(DIRECTION): Copy out the records below, swapping every "single point" for "single dot" and keeping everything else the same.
*** SUPPLIED MATERIAL
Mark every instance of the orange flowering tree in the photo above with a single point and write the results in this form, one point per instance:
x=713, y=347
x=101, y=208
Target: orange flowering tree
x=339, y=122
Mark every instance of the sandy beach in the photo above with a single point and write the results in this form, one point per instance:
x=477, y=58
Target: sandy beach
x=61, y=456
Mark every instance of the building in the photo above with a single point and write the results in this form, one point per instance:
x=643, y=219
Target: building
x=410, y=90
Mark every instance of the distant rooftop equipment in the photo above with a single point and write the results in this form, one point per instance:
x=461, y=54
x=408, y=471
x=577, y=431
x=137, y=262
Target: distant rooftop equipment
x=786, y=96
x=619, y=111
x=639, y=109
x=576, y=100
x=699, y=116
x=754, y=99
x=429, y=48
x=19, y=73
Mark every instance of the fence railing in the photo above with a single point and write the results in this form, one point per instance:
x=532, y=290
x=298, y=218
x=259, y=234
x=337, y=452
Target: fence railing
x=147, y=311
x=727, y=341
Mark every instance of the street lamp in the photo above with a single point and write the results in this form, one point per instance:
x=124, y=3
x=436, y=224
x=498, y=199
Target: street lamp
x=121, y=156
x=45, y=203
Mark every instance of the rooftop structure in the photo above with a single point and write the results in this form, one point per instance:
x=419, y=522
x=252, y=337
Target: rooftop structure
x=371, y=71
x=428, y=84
******
(EXERCISE SOLUTION):
Mark every instance of the orange flowering tree in the photo above with a single dot and write the results in this form, one point per instance:
x=713, y=347
x=101, y=208
Target: orange flowering tree
x=339, y=122
Mark every instance of the sandy beach in the photo above with a single dot and write the results in this form, one point per instance:
x=477, y=58
Target: sandy beach
x=61, y=456
Mark every instance of the building in the photo above with a single dot and write the results in this form, one point per instance:
x=643, y=219
Target: building
x=410, y=90
Mark every instance of the distant rooftop equipment in the photo above with a single dot and write the results in this form, one point per instance:
x=461, y=54
x=408, y=471
x=577, y=431
x=137, y=262
Target: distant rooftop equipment
x=786, y=96
x=619, y=111
x=639, y=109
x=576, y=100
x=699, y=116
x=754, y=99
x=429, y=48
x=19, y=73
Mark every instance of the fence railing in the photo above with a single dot and write the results in this form, one point per instance:
x=532, y=290
x=298, y=218
x=259, y=234
x=337, y=452
Target: fence railing
x=147, y=311
x=727, y=341
Mark every instance of the street lamp in the photo above with a single dot and write the results in this form, one point per instance:
x=124, y=3
x=436, y=224
x=498, y=199
Target: street lamp
x=121, y=156
x=45, y=203
Mark every instance of the rooftop structure in the photo above with a single dot and write the results in this form, one point per instance:
x=419, y=522
x=252, y=337
Target: rooftop structure
x=371, y=71
x=428, y=84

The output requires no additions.